▸ FRAGMENT TEKSTU
--

Ponad pięćdziesiąt dni temu, na początku listopada, postanowiłem popełnić samobójstwo.
Spokojnie, życie mi miłe, nie zamierzam przedwcześnie odchodzić z tego łez padołu. To miało być czysto wirtualne samobójstwo w wirtualnym świecie. Jak postanowiłem tak zrobiłem. Zniknąłem z FB. Nie zawiesiłem konta, wyłączyłem tylko czat, tak aby nikt nie widział czy jestem obecny. Nie komentowałem, nie lajkowałem, nie udostępniałem. Znikłem jak kamfora, po okresie bardzo dużej aktywności.
Dlaczego to zrobiłem?
Pierwszy powód to taki, że od dawna miałem narastające wrażenie, że zbyt dużo czasu spędzam na portalu pana Cukrzanogórnego. Nie siedziałem tu cały czas, jak wielu, ale minutka do minutki, po kilkanaście razy dziennie i zebrałaby się pewnie godzina. 365 godzin rocznie. Jeśli podzielić to przez 24, daje to 15 pełnych dób, bez spania, jedzenia i paru innych czynności. Bite 24h na dobę przed monitorem. Włosy na głowie stają dęba.

--

▸ DANE WEJŚCIOWE
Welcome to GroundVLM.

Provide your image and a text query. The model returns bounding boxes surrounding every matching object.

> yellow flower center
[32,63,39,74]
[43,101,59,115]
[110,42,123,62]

--

▸ POLECENIE
Zacytuj wiernie tę część tekstu o wirtualnym samobójstwie, która zaczyna się od słów zawierających „Ponad pięćdziesiąt dni”, a kończy na „Dlaczego to zrobiłem?”.

▸ ROZWIĄZANIE PISEMNE
Ponad pięćdziesiąt dni temu, na początku listopada, postanowiłem popełnić samobójstwo.
Spokojnie, życie mi miłe, nie zamierzam przedwcześnie odchodzić z tego łez padołu. To miało być czysto wirtualne samobójstwo w wirtualnym świecie. Jak postanowiłem tak zrobiłem. Zniknąłem z FB. Nie zawiesiłem konta, wyłączyłem tylko czat, tak aby nikt nie widział czy jestem obecny. Nie komentowałem, nie lajkowałem, nie udostępniałem. Znikłem jak kamfora, po okresie bardzo dużej aktywności.
Dlaczego to zrobiłem?